Task objective
Gather every line in the material below that contains the word "piano", and copy each one without changes.

Data lines
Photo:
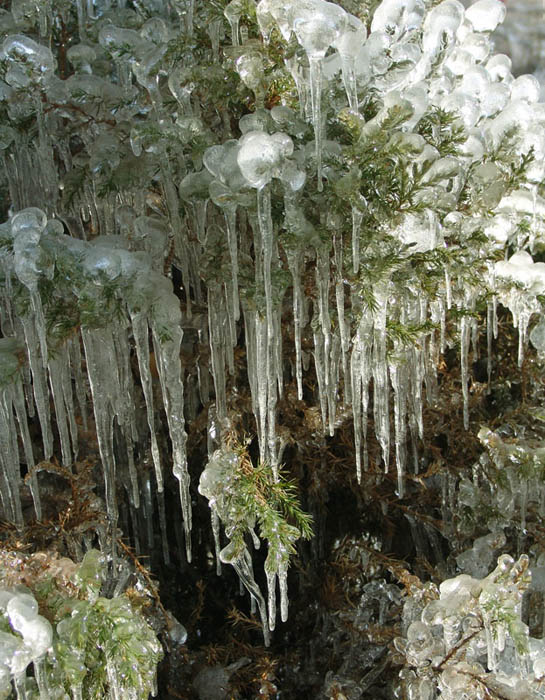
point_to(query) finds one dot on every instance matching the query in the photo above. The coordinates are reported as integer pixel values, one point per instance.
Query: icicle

...

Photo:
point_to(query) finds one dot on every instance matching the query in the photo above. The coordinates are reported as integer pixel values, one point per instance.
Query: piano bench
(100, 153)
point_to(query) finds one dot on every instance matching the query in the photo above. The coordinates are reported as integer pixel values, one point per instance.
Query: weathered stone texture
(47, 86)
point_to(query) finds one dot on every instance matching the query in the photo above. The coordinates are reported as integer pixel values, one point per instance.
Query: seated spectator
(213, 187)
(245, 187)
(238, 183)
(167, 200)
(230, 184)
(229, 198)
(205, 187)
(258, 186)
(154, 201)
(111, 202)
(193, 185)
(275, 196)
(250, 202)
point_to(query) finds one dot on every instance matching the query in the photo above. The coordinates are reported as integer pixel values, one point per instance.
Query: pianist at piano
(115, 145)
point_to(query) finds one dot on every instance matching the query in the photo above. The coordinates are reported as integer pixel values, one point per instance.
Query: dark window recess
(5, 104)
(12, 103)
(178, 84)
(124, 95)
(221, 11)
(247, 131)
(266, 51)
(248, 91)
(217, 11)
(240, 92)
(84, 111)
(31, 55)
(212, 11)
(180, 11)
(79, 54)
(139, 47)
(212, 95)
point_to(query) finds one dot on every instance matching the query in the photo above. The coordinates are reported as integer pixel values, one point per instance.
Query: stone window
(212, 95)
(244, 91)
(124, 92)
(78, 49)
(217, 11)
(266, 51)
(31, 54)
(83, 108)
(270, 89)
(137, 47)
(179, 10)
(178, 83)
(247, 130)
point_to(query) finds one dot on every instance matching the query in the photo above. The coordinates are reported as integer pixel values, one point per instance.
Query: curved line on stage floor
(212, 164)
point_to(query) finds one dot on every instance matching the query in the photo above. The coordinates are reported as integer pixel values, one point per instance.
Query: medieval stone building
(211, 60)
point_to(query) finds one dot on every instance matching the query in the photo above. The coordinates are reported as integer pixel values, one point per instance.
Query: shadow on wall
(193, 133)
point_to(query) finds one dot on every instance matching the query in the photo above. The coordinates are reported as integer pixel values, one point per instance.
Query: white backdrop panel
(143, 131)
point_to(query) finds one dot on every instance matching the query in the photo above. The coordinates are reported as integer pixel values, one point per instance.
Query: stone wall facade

--

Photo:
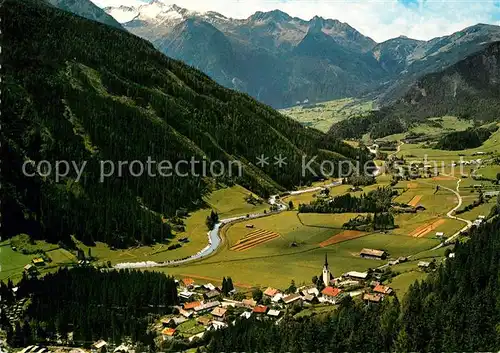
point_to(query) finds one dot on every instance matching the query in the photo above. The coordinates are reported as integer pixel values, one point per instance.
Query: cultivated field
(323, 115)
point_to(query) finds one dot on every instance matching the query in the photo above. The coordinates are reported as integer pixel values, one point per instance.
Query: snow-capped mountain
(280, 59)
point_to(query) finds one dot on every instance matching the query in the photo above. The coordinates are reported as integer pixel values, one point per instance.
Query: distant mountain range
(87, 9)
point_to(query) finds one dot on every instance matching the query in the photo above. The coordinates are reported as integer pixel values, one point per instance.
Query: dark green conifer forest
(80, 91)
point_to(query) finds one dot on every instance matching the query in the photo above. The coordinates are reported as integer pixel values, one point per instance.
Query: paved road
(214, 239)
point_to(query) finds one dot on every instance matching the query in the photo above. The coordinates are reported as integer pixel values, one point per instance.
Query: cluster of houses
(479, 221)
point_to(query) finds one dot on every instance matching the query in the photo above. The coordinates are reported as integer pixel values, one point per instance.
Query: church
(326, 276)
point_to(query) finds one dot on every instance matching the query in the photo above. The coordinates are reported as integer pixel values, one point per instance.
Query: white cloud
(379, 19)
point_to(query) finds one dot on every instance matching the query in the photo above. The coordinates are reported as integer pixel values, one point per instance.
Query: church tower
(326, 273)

Solution below
Query: piano bench
Query: pianist at piano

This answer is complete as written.